▶ Exercise objective
List every line in the listing below that contains the string "xmin".

※

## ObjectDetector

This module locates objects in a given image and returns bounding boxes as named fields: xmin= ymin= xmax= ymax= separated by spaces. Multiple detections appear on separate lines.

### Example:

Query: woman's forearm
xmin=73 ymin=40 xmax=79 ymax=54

※

▶ Correct result
This module locates objects in a given image and returns bounding boxes as named fields: xmin= ymin= xmax= ymax= separated by spaces. Multiple detections appear on separate lines.
xmin=73 ymin=40 xmax=79 ymax=54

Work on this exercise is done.